**YOUR TASKS**
(a) Transcribe a passage from the interview excerpt about Audrey Niffenegger. Begin at the words "which have etching" and stop after "in all three?".
(b) In the interview excerpt about Audrey Niffenegger, which gallery opened her exhibit of drawings entitled Ferocious Bon Bons?

Audrey Niffenegger in
conversation with Diane Thodos

Audrey Niffenegger
Ophile finds herself watching them secretly and is jealous and ashamed
1985-1998
aquatint etching hand colored with watercolor, 9 x 12 inches
"Time is a state: the
flame in which there lives the salamander of the human soul." -Andrei
Tarkovsky
Chicago-based artist Audrey
Niffenegger has always had a strong sense of storytelling: A compelling
grasp of contradiction, humor, tragedy, and fantasy permeates the twenty
odd years of her visual art career. Her work, an affirmation of Chicago's
surrealist-inspired tradition, is marked by her own ineluctable narrative
style and a sense of metaphor, taking the form of prints, visual books,
drawings, and paintings. Last September her first attempt at writing
a novel, "The Time Traveler's Wife" was released by MacAdam/Cage
to considerable acclaim, hitting the #9 position on the New York Times
bestseller list. The fantasy realism of Niffenegger's philosophical
fable uses time travel as a means of exposing the painful, uncontrollable,
but emotionally essential realities of human existence developed through
the two central characters of Henry and Claire. At the time her novel
was released Niffenegger's exhibit of drawings entitled Ferocious Bon
Bons opened at the Printworks Gallery in Chicago where the artist shows
regularly. The following are excerpts from a one hour interview about
the intertwining of her visual and literary worlds, and the kind of
sustained imaginative potential she has cultivated between them for
over two decades.
Diane Thodos: Your
images have a way of giving me a story that I want to know. They have
an inherent narrative quality that draws me in. I feel your visual books
"The Adventuress" and "The Three Incestuous Sisters,"
which have etching prints accompanied by text, have common elements
with your current novel in a basic way. What is the common thread you
see in all three?

**DATA SHOWN**

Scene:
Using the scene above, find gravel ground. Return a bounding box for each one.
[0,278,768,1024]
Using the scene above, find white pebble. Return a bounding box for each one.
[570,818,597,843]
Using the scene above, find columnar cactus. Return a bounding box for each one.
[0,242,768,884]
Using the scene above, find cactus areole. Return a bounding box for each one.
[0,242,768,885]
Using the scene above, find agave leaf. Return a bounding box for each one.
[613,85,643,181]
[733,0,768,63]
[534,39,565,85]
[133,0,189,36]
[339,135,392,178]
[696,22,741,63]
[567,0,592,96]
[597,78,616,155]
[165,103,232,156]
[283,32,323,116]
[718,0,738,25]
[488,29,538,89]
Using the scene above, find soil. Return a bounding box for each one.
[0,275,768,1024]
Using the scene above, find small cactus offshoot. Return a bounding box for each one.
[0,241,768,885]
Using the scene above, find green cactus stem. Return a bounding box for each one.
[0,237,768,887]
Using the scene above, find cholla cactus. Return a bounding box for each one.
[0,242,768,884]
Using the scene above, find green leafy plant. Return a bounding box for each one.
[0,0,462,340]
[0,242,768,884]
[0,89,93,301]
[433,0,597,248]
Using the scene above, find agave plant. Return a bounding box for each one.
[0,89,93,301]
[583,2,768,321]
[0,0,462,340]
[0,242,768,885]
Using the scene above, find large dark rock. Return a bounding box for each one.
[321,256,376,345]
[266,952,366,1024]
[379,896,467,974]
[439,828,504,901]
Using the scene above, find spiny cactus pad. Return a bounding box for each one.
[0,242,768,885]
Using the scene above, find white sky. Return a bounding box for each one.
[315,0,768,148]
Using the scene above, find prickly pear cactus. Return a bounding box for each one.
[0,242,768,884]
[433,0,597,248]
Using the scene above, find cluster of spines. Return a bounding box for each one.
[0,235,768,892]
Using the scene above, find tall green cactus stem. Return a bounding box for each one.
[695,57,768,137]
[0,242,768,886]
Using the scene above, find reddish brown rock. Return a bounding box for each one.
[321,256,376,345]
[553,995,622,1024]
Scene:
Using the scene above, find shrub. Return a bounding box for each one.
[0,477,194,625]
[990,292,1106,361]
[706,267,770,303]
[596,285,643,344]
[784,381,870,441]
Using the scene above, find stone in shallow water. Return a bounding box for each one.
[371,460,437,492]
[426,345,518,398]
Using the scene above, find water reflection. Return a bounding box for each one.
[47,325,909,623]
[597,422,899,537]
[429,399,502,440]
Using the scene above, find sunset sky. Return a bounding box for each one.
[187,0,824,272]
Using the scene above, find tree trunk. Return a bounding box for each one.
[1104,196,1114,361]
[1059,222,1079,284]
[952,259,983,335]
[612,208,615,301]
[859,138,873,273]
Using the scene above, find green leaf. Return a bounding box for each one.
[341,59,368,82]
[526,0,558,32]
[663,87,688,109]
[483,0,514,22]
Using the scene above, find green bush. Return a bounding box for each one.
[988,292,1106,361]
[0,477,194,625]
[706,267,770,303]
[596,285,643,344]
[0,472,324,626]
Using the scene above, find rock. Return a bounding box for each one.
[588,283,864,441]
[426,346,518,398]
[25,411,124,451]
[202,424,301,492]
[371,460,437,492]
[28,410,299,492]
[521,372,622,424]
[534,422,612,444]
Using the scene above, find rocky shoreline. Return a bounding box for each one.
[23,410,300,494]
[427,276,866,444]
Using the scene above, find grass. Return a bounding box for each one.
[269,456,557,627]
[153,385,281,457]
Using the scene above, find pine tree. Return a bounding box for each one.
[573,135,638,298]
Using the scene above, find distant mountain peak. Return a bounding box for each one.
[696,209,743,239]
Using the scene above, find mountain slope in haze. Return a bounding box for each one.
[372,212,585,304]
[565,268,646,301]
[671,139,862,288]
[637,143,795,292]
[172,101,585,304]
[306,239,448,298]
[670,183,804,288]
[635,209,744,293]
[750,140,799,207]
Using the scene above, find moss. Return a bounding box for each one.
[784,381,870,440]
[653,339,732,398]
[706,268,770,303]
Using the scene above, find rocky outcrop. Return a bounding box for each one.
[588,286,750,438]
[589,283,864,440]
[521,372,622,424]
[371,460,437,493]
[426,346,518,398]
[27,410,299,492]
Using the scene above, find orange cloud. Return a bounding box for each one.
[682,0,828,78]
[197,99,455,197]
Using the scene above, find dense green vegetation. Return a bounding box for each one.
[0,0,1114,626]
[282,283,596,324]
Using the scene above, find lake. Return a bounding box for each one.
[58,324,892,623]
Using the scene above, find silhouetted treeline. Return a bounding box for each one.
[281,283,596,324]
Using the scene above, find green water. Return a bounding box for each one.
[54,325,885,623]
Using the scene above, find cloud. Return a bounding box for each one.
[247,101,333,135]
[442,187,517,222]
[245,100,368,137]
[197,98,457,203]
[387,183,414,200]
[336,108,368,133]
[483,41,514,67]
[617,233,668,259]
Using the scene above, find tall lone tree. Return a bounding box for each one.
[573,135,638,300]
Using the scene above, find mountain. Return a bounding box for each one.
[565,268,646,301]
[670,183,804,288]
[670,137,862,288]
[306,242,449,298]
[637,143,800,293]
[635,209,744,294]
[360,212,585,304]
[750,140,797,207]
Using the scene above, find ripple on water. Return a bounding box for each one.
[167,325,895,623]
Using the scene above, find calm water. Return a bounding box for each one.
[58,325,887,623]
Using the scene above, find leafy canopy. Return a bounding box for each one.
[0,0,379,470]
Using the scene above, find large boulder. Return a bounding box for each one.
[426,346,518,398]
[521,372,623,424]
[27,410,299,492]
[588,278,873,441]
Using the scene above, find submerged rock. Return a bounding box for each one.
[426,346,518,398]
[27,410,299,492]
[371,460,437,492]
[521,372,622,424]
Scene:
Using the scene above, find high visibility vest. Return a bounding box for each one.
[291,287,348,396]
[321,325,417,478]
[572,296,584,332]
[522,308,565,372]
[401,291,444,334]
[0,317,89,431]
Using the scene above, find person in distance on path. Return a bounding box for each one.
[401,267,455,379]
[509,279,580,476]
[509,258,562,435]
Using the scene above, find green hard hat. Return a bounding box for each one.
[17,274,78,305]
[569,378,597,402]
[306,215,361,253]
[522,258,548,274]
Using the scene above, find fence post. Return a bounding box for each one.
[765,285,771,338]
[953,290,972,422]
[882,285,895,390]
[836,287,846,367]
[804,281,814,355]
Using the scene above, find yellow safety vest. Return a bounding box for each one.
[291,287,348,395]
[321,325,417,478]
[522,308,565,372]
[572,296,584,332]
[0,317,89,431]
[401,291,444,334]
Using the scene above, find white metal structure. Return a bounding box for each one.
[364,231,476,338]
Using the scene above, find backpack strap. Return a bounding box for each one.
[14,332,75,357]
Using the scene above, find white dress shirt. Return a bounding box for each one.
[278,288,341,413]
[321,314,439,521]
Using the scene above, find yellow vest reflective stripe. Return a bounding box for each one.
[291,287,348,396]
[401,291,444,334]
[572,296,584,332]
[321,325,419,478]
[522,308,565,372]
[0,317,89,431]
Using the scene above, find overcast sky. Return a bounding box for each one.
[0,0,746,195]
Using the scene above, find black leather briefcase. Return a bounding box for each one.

**EXERCISE RESULTS**
(a)
which have etching prints accompanied by text, have common elements
with your current novel in a basic way. What is the common thread you
see in all three?

(b) The Printworks Gallery in Chicago